#### [RAW DATA]

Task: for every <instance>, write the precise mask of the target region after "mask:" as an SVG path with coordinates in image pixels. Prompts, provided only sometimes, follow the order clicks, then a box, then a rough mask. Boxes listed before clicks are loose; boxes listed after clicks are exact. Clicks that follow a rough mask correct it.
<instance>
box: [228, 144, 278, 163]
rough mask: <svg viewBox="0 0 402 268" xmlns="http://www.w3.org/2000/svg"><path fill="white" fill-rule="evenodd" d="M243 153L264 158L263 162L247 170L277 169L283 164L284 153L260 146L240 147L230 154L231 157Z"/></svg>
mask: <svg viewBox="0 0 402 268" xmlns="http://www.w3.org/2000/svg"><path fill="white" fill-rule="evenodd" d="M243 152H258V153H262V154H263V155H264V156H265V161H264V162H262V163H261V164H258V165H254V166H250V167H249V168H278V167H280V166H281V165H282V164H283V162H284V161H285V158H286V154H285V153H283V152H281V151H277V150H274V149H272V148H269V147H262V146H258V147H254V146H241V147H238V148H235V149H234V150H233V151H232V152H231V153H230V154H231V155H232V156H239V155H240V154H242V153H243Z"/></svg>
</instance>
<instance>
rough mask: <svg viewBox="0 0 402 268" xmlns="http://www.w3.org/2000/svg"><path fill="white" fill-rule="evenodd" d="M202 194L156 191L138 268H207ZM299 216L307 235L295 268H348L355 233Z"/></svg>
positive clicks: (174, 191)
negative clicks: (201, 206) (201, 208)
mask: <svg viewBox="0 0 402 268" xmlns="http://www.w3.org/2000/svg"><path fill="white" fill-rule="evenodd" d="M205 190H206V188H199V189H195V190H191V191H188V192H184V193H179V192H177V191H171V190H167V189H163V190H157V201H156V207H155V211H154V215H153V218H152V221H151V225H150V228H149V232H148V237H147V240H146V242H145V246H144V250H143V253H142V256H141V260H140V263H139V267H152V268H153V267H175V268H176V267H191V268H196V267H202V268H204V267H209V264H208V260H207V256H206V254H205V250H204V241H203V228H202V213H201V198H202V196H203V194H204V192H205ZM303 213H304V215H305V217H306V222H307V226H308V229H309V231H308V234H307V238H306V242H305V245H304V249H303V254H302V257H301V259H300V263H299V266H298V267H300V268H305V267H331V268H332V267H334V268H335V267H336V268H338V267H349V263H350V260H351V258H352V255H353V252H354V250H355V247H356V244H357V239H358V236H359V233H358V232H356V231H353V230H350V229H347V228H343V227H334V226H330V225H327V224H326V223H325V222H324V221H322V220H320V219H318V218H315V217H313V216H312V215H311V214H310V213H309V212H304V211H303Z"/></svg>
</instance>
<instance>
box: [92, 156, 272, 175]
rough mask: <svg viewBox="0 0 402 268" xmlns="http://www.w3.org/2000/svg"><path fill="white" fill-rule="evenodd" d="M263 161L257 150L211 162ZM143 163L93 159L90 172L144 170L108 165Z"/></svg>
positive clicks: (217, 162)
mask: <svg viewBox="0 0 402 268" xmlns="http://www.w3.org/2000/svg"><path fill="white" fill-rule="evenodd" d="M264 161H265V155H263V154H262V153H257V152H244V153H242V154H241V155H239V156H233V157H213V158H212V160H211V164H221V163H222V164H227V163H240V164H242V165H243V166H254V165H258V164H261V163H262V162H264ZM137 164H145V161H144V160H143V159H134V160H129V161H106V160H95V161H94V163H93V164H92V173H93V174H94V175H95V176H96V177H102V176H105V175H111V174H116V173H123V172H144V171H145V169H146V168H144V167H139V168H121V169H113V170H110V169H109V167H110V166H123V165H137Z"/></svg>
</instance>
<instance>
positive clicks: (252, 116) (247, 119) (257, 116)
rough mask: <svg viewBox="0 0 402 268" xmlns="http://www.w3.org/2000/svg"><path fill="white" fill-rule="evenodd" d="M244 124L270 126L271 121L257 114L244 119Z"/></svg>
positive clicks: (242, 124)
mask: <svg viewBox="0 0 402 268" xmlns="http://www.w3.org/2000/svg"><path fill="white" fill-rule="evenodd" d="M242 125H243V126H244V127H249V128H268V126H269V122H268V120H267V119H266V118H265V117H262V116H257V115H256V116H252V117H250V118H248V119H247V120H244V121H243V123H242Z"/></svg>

#### [WORK INSTRUCTIONS]
Each line of the data is to be transcribed exactly.

#### [WRITTEN RESPONSE]
Task: for every <instance>, write the precise mask of the target region after "mask:" as an SVG path with coordinates in image pixels. Prompts, provided only sometimes, follow the order clicks, then a box, then a rough mask. Boxes listed before clicks are loose; boxes listed after clicks are exact. Clicks that follow a rough mask correct it.
<instance>
box: [228, 144, 278, 163]
rough mask: <svg viewBox="0 0 402 268" xmlns="http://www.w3.org/2000/svg"><path fill="white" fill-rule="evenodd" d="M243 153L264 158L263 162L247 170L277 169L283 164L284 153L260 146L240 147L230 154L231 157Z"/></svg>
mask: <svg viewBox="0 0 402 268" xmlns="http://www.w3.org/2000/svg"><path fill="white" fill-rule="evenodd" d="M243 152H258V153H262V154H263V155H264V156H265V161H264V162H262V163H261V164H258V165H254V166H250V167H249V168H278V167H280V166H281V165H282V164H283V162H284V161H285V158H286V154H285V153H283V152H281V151H277V150H274V149H272V148H269V147H262V146H258V147H254V146H241V147H238V148H235V149H234V150H233V151H232V152H231V153H230V154H231V155H232V156H239V155H240V154H242V153H243Z"/></svg>
</instance>
<instance>
rough mask: <svg viewBox="0 0 402 268" xmlns="http://www.w3.org/2000/svg"><path fill="white" fill-rule="evenodd" d="M202 194L156 191L138 268H207ZM299 216L307 235L295 268H348L355 233Z"/></svg>
positive clicks: (174, 191)
negative clicks: (201, 206) (201, 208)
mask: <svg viewBox="0 0 402 268" xmlns="http://www.w3.org/2000/svg"><path fill="white" fill-rule="evenodd" d="M205 190H206V188H199V189H195V190H191V191H188V192H184V193H179V192H177V191H171V190H167V189H163V190H157V201H156V207H155V211H154V215H153V218H152V221H151V225H150V228H149V232H148V237H147V240H146V242H145V246H144V250H143V253H142V256H141V260H140V263H139V267H152V268H153V267H175V268H176V267H191V268H196V267H202V268H204V267H209V264H208V260H207V256H206V254H205V250H204V241H203V228H202V213H201V198H202V196H203V194H204V192H205ZM303 213H304V215H305V217H306V222H307V226H308V229H309V231H308V234H307V238H306V242H305V245H304V249H303V254H302V257H301V259H300V263H299V266H298V267H300V268H305V267H331V268H332V267H334V268H335V267H336V268H338V267H349V263H350V260H351V258H352V255H353V252H354V250H355V247H356V244H357V239H358V236H359V233H358V232H356V231H353V230H350V229H347V228H343V227H334V226H330V225H327V224H326V223H325V222H324V221H322V220H320V219H318V218H315V217H313V216H312V215H311V214H310V213H309V212H304V211H303Z"/></svg>
</instance>
<instance>
box: [92, 156, 272, 175]
rough mask: <svg viewBox="0 0 402 268" xmlns="http://www.w3.org/2000/svg"><path fill="white" fill-rule="evenodd" d="M263 161L257 150L211 162ZM143 163L93 159L90 172L144 170L108 165Z"/></svg>
positive clicks: (217, 162)
mask: <svg viewBox="0 0 402 268" xmlns="http://www.w3.org/2000/svg"><path fill="white" fill-rule="evenodd" d="M264 161H265V155H263V154H262V153H257V152H244V153H242V154H241V155H239V156H233V157H213V158H212V160H211V164H221V163H222V164H227V163H240V164H242V165H243V166H254V165H258V164H261V163H262V162H264ZM137 164H145V161H144V160H143V159H134V160H129V161H106V160H95V161H94V163H93V164H92V173H93V174H94V175H95V176H96V177H102V176H105V175H111V174H116V173H123V172H144V171H145V169H146V168H144V167H139V168H121V169H113V170H110V169H109V167H110V166H123V165H137Z"/></svg>
</instance>
<instance>
positive clicks: (252, 116) (247, 119) (257, 116)
rough mask: <svg viewBox="0 0 402 268" xmlns="http://www.w3.org/2000/svg"><path fill="white" fill-rule="evenodd" d="M244 124L270 126L271 121L257 114L244 119Z"/></svg>
positive clicks: (242, 124)
mask: <svg viewBox="0 0 402 268" xmlns="http://www.w3.org/2000/svg"><path fill="white" fill-rule="evenodd" d="M242 125H243V126H244V127H249V128H268V126H269V122H268V120H267V119H266V118H265V117H262V116H257V115H256V116H252V117H250V118H248V119H247V120H244V121H243V123H242Z"/></svg>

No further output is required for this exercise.